**Aim of the task:**
Among the entries below, find the lines holding "body" and copy them.

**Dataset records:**
------------------------------------------------------------

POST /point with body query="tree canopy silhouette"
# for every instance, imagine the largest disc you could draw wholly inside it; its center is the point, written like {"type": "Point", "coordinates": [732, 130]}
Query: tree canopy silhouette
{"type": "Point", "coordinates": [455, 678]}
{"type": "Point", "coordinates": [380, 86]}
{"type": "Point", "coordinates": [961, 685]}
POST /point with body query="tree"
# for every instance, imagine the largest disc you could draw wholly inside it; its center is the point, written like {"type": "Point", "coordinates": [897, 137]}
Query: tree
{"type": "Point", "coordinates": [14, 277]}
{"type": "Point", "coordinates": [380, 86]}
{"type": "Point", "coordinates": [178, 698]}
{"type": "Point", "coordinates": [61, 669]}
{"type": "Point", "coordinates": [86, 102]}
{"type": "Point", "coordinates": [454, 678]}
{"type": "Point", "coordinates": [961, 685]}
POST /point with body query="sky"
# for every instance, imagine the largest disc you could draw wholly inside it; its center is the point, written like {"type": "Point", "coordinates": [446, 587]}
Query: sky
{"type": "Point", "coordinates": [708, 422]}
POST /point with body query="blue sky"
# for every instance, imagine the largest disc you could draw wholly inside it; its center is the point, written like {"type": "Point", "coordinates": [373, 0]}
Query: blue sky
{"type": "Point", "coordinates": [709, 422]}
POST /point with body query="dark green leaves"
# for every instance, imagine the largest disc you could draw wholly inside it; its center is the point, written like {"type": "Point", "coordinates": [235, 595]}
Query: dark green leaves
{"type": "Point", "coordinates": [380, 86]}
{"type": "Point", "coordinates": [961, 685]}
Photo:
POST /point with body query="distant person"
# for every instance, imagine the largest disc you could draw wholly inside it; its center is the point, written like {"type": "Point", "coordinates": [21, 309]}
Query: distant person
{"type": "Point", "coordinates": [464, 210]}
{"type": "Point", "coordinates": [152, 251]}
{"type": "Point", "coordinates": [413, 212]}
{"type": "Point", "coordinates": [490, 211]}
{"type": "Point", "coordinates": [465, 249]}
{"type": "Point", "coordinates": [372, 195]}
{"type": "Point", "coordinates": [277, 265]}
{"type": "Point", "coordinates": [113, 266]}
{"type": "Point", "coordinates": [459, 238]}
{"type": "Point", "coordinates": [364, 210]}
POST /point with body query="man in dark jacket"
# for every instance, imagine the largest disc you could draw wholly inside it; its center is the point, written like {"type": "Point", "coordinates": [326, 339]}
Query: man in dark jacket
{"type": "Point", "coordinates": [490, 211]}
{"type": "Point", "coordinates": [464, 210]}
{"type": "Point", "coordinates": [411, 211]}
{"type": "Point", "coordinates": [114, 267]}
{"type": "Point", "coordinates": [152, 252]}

------------------------------------------------------------

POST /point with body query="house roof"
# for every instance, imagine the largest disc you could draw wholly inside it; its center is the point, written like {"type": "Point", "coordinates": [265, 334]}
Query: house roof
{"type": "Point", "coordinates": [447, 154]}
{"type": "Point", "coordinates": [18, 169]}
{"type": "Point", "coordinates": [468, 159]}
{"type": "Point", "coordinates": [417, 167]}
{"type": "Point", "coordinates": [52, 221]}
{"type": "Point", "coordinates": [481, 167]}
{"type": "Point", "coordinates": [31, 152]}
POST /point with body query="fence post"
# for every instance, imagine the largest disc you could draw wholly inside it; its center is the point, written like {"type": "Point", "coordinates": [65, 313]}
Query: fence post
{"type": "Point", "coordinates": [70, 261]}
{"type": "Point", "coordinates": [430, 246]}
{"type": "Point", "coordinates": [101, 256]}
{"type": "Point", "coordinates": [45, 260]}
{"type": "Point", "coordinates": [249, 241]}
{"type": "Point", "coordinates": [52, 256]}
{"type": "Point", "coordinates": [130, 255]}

------------------------------------------------------------

**Output below:**
POST /point with body query="tree canopy silhouette"
POST /point with body query="tree"
POST /point with body query="sky"
POST /point with body query="blue sky"
POST /point with body query="dark green leaves"
POST /point with body query="distant person"
POST /point with body query="man in dark jacket"
POST /point with body query="house roof"
POST /point with body query="fence post"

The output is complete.